[Coordinate annotation entries]
## start

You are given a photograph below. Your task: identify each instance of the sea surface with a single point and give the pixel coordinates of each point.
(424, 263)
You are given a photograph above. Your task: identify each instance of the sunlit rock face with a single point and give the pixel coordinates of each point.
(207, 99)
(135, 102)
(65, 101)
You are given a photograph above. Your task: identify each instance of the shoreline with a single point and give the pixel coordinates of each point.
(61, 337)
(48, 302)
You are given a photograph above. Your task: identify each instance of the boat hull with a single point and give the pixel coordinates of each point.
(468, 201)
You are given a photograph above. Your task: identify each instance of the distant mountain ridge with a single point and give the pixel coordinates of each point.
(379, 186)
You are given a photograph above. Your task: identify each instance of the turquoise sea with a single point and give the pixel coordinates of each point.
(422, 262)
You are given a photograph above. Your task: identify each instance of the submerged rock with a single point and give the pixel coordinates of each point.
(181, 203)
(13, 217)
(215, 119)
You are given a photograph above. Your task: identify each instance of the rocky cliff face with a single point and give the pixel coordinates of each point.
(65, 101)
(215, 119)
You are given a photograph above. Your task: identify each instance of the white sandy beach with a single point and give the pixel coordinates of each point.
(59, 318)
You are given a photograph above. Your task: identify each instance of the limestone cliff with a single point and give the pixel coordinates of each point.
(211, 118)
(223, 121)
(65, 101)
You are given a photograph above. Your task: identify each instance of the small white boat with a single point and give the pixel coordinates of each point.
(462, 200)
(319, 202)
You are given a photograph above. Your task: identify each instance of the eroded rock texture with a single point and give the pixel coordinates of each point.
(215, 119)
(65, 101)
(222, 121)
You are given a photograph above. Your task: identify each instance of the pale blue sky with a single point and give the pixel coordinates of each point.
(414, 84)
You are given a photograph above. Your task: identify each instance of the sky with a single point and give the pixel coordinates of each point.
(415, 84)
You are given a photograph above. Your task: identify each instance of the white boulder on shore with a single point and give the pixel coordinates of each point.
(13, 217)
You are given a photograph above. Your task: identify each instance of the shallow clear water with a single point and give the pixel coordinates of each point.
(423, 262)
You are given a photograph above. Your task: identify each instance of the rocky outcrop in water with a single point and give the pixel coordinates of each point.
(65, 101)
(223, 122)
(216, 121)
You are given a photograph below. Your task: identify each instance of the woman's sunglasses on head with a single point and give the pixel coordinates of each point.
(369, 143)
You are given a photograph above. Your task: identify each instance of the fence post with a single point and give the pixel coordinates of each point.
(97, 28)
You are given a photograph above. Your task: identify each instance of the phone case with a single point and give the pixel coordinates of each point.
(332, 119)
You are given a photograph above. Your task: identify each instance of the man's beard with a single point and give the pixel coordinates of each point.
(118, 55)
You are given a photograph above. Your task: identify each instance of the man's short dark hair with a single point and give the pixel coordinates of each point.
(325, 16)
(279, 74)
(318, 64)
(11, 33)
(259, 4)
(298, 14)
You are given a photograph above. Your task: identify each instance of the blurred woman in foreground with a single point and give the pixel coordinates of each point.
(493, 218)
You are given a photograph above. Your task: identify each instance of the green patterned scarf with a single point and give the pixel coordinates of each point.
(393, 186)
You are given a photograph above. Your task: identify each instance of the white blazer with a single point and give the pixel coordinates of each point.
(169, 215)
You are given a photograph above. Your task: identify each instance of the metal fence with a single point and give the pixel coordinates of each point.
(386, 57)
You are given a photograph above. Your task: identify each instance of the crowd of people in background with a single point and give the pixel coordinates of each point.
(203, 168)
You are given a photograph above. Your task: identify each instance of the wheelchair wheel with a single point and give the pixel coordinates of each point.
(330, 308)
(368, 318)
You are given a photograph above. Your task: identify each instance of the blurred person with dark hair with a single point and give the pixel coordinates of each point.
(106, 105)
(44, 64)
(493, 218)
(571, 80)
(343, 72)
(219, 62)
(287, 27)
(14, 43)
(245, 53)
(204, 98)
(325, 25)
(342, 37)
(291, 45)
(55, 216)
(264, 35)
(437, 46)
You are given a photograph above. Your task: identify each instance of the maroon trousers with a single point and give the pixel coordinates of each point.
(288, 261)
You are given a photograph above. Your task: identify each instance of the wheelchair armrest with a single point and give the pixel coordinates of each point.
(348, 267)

## end

**What you need to do:** Reproduce every one of the records above verbatim, without altering anything.

**Result:**
You are given a photograph below. Your task: identify each instance of the sea surface with a single point and give the pixel coordinates of each point.
(424, 263)
You are given a photograph above. Your task: identify each instance of the sunlit rock face with a single point and give the pixel coordinates of each point.
(207, 99)
(135, 102)
(65, 101)
You are given a photograph above. Your task: identify each instance of the shoreline with a single point and give the pixel coordinates of each point.
(61, 337)
(48, 302)
You are given a photograph above. Your task: identify each instance of the boat hull with a single point and give the pixel coordinates of each point.
(468, 201)
You are given a photograph above. Your task: identify each instance of the distant mountain ridge with a single point and give the pixel coordinates of each point.
(379, 186)
You are given a photograph above. Your task: identify each instance of the turquoise sea with a single point and give the pixel coordinates of each point.
(422, 262)
You are given a photograph above. Your task: identify each instance of the submerged rock with a single point and give the pixel coordinates of each point.
(181, 203)
(13, 217)
(215, 119)
You are given a photograph above. Your task: identify each instance of the rocky cliff face with a single point and give the pixel coordinates of each point.
(65, 101)
(215, 119)
You are given a photograph above. Your task: identify each instance of the white sandy beach with a single point and give the pixel coordinates of each point.
(59, 318)
You are given a photograph above. Your task: identify each instance of the limestone cliff with a single point and give the pixel coordinates of each point.
(211, 118)
(223, 121)
(65, 101)
You are given a photograph above. Your task: identify each instance of the small white boat with a single point and give the pixel coordinates of each point.
(462, 200)
(319, 202)
You are given a photograph above. Your task: identify each instance of the eroded rock texture with a single point and give the pixel coordinates of each point.
(215, 119)
(65, 101)
(222, 121)
You are given a photograph above. Your task: identify each instance of the pale blue sky with a single point and give the pixel coordinates of each point.
(414, 84)
You are given a photograph above. Your task: identify each instance of the sky with a single point and give the pixel coordinates of each point.
(415, 84)
You are given a photograph above. Your task: identify each instance of the white boulder on shore with a single point and give the pixel coordinates of each point.
(13, 217)
You are given a photograph above. Your task: identify each instance of the shallow clear water with a single point and give the pixel coordinates of each point.
(423, 262)
You are given a photograph above. Your task: identify each instance of the rocky outcrop in water with a single point and give the pixel coordinates of each point.
(65, 101)
(223, 122)
(216, 121)
You are given a photograph below. Your task: identify each instance of the woman's sunglasses on head with a single point and give the pixel coordinates of each point.
(369, 143)
You are given a photograph above. Your task: identify each instance of the fence post with a single point and give the pixel coordinates of each point.
(97, 28)
You are given a photograph above. Your task: identify each instance of the phone case with a single point and give the pixel coordinates of each point.
(332, 119)
You are given a photograph above. Your task: identify each instance of the man's beard with a single point and give the pixel coordinates of each point.
(118, 55)
You are given a photograph above. Your task: identify each instance of the man's short dark hair with a single point and give the pixel coordinates of each point.
(325, 16)
(279, 74)
(318, 64)
(11, 33)
(259, 4)
(298, 14)
You are given a photograph above. Your task: identify each instance of the blurred woman in foreground with a single point and give the pixel coordinates of each point.
(493, 218)
You are given a photograph above. Your task: identify each instance of the green patterned scarf with a single point and give the pixel coordinates of each point.
(393, 186)
You are given a photograph above. Your task: identify each instance of the white blazer with a single point and give the pixel coordinates of each point.
(169, 215)
You are given a photograph above. Your task: identify each instance of the metal fence with a single point and give the pixel coordinates of each point.
(386, 57)
You are given a photograph above. Your task: identify each instance of the crowd of people in background with a single point and give the pixel coordinates of each point.
(203, 168)
You are given a photograph above. Your task: identify each instance of the wheelchair wheel with a single point and give the pixel coordinates of each point.
(330, 308)
(368, 318)
You are given a photograph above. Your task: identify each instance of the blurred person with dark hair with a single point and give the pixel coordinates of each point.
(106, 105)
(44, 64)
(493, 218)
(571, 80)
(343, 72)
(219, 62)
(287, 27)
(14, 43)
(245, 53)
(204, 98)
(325, 25)
(342, 37)
(291, 45)
(55, 216)
(264, 35)
(437, 46)
You are given a photograph above. Your task: identify each instance of the maroon trousers with a single point and give the pixel coordinates of each point.
(288, 261)
You are given a photograph above. Your task: identify each instance of the wheelchair armrest with a single point and give the pixel coordinates of each point.
(348, 267)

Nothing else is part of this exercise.